- What is needed -
Reproduce the listing below word for word, starting with the line that contains "draw the outline of blue and" and ending with the last line of the listing.

- Records -
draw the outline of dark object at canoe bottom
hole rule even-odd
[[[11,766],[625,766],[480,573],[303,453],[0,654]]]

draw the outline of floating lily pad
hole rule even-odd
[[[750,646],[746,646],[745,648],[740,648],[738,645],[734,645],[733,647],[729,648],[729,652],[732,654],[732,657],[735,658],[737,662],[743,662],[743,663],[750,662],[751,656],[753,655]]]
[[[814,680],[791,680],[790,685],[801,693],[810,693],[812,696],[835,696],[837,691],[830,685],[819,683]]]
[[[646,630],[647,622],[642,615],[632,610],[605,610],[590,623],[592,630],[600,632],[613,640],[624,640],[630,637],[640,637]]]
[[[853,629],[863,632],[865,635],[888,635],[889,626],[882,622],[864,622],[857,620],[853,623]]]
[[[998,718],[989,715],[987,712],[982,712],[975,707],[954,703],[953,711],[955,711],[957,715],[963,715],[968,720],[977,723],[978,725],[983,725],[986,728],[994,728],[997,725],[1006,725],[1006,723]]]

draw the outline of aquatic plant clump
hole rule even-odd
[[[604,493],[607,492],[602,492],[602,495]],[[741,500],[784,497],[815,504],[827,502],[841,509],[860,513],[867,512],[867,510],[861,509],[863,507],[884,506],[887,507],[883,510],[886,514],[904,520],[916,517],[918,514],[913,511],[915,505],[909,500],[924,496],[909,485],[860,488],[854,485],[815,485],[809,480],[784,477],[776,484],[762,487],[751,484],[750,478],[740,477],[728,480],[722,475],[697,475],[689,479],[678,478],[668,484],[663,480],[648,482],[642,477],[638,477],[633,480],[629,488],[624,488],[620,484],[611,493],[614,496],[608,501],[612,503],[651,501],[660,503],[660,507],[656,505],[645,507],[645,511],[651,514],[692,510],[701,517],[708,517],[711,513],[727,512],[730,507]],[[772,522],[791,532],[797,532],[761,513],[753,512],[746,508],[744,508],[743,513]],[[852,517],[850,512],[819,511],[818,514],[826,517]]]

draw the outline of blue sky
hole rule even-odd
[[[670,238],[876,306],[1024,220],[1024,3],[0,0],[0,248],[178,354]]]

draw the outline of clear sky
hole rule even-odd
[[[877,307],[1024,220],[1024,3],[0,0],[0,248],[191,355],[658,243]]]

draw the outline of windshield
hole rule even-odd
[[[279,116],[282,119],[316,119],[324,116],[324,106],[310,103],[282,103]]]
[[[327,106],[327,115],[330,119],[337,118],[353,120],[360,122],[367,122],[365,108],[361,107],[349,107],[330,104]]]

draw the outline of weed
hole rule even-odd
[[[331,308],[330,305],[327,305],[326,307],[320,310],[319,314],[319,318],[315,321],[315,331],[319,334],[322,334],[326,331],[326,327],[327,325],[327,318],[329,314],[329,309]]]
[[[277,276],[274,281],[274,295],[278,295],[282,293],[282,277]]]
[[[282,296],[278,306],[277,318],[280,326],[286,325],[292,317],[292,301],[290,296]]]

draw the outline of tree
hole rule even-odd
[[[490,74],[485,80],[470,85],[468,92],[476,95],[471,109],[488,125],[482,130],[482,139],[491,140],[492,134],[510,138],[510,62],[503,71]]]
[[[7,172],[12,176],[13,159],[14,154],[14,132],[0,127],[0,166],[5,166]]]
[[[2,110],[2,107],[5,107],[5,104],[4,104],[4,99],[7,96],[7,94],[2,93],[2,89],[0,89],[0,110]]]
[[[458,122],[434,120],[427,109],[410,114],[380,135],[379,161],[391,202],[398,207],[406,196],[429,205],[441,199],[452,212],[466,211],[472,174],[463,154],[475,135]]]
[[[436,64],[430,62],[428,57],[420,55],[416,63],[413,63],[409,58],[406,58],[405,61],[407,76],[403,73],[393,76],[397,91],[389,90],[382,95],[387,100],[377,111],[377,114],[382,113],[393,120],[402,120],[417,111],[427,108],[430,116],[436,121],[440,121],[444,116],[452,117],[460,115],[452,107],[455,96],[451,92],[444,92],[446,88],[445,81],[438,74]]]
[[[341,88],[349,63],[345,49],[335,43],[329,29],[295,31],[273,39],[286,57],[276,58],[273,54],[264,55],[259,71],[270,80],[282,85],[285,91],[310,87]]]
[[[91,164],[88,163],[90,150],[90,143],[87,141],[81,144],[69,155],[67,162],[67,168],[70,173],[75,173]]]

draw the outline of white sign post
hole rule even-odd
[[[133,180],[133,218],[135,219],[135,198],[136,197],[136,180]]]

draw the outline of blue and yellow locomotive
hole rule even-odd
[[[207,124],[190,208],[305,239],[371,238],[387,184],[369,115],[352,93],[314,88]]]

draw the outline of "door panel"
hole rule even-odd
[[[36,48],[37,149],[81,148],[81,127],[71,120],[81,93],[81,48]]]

- Task result -
draw the outline of blue and yellow locomotive
hole rule even-odd
[[[207,124],[190,208],[305,239],[371,238],[387,184],[369,115],[352,93],[314,88]]]

draw the outline of "door panel"
hole rule even-odd
[[[36,48],[37,149],[81,148],[81,127],[71,120],[81,93],[81,48]]]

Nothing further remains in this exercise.